What to do:
Gather all lines in the entries below that include the word "muffin".

Material supplied:
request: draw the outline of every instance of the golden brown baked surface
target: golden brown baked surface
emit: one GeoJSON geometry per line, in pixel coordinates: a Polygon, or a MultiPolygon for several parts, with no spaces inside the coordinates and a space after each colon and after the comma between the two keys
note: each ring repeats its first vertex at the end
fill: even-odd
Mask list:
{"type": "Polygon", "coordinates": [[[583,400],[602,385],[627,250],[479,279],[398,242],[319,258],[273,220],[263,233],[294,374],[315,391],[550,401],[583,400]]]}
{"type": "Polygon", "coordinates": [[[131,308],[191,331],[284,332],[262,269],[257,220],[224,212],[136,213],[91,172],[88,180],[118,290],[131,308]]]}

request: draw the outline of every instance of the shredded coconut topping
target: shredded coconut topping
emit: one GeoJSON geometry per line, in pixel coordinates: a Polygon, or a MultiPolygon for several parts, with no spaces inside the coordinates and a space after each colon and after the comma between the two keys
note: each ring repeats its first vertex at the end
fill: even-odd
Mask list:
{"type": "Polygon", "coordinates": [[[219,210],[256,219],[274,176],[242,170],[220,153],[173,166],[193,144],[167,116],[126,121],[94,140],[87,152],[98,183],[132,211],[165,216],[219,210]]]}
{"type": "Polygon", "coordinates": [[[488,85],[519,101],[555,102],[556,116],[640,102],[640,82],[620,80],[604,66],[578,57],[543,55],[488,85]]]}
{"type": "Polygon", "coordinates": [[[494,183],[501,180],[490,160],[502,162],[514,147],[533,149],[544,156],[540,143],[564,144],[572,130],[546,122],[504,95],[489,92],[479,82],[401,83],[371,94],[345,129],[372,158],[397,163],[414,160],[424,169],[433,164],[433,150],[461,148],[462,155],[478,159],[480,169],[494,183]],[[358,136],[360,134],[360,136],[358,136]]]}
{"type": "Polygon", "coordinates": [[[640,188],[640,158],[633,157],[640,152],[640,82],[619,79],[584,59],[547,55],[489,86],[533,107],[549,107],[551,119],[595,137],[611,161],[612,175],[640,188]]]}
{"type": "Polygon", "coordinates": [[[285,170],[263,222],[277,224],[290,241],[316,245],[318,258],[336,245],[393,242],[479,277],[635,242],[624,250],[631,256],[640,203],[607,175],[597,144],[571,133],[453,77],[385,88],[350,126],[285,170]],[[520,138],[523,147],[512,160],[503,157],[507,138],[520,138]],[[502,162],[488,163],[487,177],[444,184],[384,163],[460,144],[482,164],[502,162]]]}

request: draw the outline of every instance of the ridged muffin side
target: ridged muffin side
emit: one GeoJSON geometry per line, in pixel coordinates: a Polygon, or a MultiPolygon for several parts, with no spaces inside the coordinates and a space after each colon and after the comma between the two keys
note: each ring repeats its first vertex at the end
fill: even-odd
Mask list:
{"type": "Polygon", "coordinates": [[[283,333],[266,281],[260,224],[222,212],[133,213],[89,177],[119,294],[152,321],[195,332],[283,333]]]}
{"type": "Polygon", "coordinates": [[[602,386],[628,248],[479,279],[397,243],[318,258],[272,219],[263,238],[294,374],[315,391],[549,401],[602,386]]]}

* * *

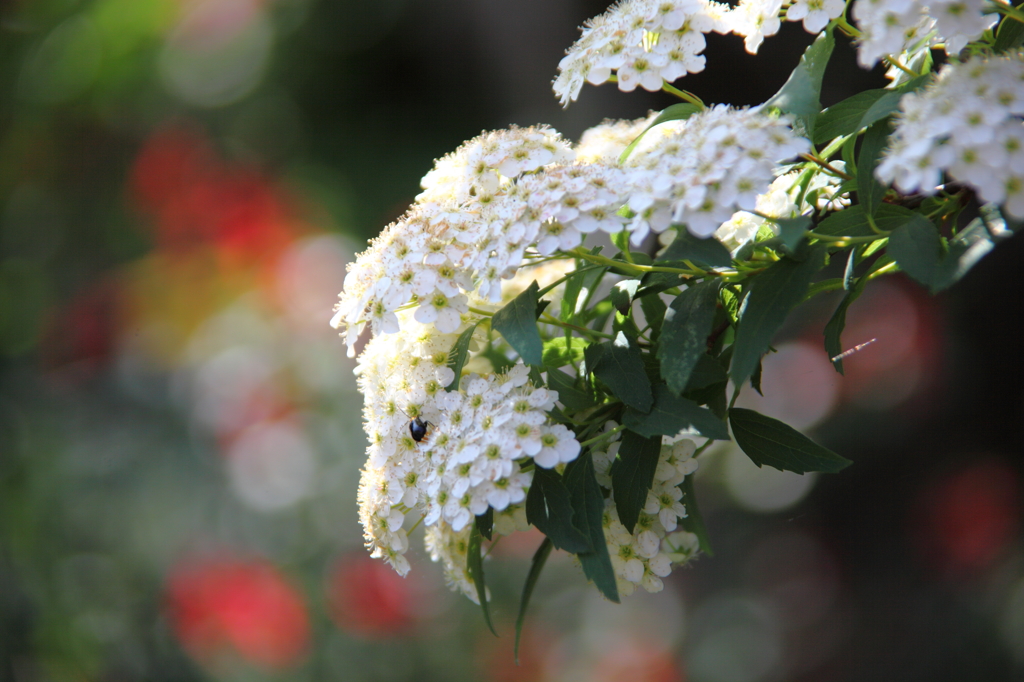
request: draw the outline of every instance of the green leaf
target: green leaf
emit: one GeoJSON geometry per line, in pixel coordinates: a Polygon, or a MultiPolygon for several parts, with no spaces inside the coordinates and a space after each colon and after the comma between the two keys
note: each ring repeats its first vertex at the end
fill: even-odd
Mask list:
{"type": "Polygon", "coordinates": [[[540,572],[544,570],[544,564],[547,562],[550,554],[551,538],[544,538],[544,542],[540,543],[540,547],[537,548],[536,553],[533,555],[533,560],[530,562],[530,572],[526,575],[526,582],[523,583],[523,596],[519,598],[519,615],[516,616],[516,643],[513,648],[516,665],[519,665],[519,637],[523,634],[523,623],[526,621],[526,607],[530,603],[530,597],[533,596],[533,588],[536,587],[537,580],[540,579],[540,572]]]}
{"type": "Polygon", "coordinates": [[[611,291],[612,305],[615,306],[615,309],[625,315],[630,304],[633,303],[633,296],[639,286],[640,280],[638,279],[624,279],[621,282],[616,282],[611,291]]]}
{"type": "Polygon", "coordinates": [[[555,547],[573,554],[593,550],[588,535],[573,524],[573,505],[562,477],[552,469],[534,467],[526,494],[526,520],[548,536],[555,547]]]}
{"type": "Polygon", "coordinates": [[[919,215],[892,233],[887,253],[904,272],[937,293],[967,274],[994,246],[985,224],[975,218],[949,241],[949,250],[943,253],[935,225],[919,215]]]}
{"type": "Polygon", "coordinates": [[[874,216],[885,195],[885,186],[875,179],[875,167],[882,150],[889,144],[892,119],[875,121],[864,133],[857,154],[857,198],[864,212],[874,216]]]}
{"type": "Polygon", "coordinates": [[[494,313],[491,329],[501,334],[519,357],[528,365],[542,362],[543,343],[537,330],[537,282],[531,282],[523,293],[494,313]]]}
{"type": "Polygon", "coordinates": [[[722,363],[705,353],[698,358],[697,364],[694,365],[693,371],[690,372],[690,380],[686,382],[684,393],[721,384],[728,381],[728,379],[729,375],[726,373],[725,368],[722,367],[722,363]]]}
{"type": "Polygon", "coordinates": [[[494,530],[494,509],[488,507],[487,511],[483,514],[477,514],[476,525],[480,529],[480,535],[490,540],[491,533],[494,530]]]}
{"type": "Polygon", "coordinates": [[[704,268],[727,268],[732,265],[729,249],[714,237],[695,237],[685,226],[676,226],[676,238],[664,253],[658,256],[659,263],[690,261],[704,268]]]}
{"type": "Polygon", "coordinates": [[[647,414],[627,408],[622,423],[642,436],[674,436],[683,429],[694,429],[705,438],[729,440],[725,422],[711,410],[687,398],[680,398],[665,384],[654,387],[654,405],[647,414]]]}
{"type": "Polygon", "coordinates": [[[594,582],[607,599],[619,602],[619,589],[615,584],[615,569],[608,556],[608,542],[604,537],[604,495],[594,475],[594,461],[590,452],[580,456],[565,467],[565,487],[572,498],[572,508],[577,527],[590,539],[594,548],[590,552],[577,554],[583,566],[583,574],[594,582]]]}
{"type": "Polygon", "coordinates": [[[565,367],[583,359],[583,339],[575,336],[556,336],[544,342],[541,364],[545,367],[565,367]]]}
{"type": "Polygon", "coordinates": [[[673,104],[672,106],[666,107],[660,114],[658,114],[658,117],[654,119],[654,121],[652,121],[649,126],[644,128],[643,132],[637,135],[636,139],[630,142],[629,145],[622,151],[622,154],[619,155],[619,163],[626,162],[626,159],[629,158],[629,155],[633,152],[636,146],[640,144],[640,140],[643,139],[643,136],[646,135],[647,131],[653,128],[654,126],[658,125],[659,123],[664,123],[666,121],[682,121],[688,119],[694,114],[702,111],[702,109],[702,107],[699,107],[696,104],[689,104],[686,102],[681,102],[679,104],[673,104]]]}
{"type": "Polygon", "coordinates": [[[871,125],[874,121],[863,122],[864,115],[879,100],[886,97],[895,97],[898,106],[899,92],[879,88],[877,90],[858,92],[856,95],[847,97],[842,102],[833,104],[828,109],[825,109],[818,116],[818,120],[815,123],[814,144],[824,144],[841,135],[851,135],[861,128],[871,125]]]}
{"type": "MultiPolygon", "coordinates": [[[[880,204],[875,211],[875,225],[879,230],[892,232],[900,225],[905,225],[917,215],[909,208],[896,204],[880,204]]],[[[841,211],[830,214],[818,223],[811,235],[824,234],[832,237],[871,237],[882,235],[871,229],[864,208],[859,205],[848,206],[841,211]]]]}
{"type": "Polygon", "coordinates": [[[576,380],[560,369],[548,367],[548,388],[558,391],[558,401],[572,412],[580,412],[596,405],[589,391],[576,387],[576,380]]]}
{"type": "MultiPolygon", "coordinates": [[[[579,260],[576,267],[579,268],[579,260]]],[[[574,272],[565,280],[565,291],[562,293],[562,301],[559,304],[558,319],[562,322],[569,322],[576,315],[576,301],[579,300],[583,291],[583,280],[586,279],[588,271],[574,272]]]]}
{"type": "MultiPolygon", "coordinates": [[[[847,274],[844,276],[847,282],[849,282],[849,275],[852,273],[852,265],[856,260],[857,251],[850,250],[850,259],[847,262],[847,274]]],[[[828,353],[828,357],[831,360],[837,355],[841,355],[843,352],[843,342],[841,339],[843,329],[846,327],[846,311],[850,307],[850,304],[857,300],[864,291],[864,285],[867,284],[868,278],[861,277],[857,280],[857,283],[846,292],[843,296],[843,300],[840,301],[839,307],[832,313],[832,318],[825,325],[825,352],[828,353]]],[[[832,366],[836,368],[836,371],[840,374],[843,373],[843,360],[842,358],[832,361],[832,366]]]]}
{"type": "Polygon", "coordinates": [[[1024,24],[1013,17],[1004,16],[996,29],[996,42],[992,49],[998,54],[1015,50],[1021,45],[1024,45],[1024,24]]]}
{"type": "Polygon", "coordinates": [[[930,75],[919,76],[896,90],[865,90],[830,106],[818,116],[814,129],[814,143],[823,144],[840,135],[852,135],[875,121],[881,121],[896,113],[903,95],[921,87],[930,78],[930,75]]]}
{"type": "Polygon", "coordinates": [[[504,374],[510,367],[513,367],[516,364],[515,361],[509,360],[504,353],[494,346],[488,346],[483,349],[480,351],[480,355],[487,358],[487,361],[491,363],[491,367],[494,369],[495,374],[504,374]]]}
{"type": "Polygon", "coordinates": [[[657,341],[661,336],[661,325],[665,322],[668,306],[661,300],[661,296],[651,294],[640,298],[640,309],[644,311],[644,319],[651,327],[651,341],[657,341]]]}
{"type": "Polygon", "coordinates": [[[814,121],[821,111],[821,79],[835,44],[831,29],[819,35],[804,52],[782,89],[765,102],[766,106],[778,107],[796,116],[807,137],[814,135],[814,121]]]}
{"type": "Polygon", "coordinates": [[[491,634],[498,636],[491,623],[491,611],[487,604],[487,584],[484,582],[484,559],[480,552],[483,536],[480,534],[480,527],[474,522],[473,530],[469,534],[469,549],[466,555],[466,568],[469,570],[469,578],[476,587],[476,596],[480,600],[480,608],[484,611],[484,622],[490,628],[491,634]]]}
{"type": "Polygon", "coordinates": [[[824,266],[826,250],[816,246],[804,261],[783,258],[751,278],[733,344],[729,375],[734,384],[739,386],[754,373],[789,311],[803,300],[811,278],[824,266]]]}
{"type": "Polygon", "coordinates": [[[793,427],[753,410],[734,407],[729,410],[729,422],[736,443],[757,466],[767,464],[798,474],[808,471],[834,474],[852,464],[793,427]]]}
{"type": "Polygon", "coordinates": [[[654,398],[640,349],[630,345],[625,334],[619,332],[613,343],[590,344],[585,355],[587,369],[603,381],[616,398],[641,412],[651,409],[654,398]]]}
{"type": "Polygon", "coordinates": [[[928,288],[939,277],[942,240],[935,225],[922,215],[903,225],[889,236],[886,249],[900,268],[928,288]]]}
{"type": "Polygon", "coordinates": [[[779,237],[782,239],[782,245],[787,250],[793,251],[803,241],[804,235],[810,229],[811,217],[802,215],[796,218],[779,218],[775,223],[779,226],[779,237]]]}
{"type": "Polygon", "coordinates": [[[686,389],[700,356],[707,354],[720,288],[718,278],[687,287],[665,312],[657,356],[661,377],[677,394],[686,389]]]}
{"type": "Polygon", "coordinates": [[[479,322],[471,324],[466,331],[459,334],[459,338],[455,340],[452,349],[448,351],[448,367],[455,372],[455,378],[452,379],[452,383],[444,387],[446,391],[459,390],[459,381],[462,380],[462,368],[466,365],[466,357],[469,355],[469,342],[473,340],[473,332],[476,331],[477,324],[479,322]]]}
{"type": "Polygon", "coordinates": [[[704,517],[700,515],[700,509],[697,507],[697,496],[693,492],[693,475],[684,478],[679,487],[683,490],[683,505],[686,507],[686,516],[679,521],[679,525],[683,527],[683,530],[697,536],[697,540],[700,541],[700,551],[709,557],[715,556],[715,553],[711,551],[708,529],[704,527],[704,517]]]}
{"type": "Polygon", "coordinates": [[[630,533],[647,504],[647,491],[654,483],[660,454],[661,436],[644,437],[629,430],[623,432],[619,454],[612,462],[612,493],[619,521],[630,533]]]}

Exercise answer:
request: draw the outline of every instance of the ridged muffin side
target: ridged muffin side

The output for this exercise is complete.